╔══
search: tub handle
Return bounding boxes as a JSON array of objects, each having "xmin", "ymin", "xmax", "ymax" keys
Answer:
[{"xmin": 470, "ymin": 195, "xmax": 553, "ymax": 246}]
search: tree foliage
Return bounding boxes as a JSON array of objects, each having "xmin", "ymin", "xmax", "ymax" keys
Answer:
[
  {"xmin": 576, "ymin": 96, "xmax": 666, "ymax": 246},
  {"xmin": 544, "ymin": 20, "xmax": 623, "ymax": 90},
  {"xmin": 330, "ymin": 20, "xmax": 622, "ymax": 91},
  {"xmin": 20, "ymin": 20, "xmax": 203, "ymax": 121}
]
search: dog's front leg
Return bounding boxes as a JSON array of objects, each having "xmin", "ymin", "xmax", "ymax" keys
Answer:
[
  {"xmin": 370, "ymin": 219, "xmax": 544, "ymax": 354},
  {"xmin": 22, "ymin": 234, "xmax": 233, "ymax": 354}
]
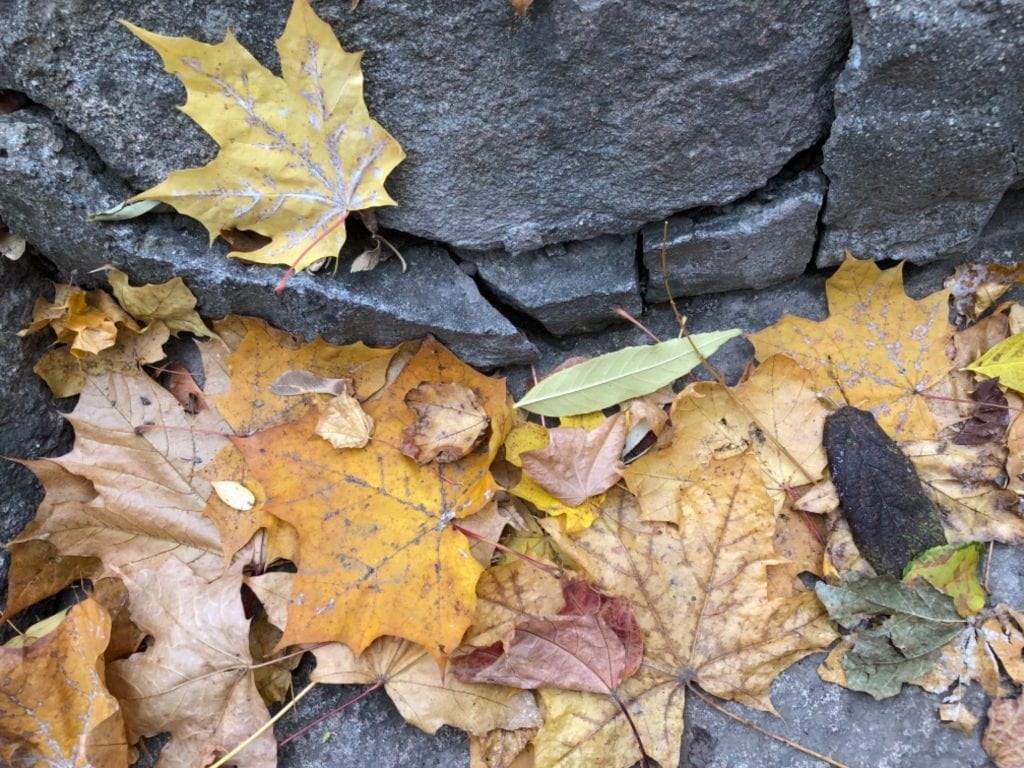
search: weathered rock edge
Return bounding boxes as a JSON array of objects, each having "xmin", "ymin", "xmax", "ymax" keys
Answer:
[{"xmin": 0, "ymin": 108, "xmax": 536, "ymax": 368}]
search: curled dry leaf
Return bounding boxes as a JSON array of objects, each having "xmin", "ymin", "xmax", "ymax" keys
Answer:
[
  {"xmin": 0, "ymin": 600, "xmax": 128, "ymax": 768},
  {"xmin": 505, "ymin": 422, "xmax": 604, "ymax": 531},
  {"xmin": 270, "ymin": 371, "xmax": 353, "ymax": 396},
  {"xmin": 750, "ymin": 256, "xmax": 953, "ymax": 440},
  {"xmin": 981, "ymin": 696, "xmax": 1024, "ymax": 768},
  {"xmin": 519, "ymin": 414, "xmax": 626, "ymax": 507},
  {"xmin": 534, "ymin": 462, "xmax": 836, "ymax": 768},
  {"xmin": 401, "ymin": 381, "xmax": 490, "ymax": 464},
  {"xmin": 108, "ymin": 558, "xmax": 278, "ymax": 768},
  {"xmin": 310, "ymin": 637, "xmax": 541, "ymax": 736},
  {"xmin": 315, "ymin": 392, "xmax": 374, "ymax": 449},
  {"xmin": 452, "ymin": 582, "xmax": 643, "ymax": 693}
]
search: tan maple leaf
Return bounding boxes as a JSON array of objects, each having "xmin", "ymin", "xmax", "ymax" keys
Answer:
[
  {"xmin": 519, "ymin": 414, "xmax": 626, "ymax": 507},
  {"xmin": 124, "ymin": 0, "xmax": 404, "ymax": 288},
  {"xmin": 9, "ymin": 374, "xmax": 227, "ymax": 579},
  {"xmin": 626, "ymin": 355, "xmax": 827, "ymax": 522},
  {"xmin": 0, "ymin": 600, "xmax": 128, "ymax": 768},
  {"xmin": 750, "ymin": 256, "xmax": 953, "ymax": 440},
  {"xmin": 108, "ymin": 558, "xmax": 278, "ymax": 768},
  {"xmin": 534, "ymin": 454, "xmax": 836, "ymax": 768},
  {"xmin": 234, "ymin": 340, "xmax": 511, "ymax": 659},
  {"xmin": 310, "ymin": 637, "xmax": 541, "ymax": 735}
]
╚══
Please collect every line in the data above that contains the string "search" and copy each one in full. Case counts when matching.

search: tub handle
search: tree foliage
search: dog's front leg
search: weathered rock edge
search: curled dry leaf
search: tan maple leaf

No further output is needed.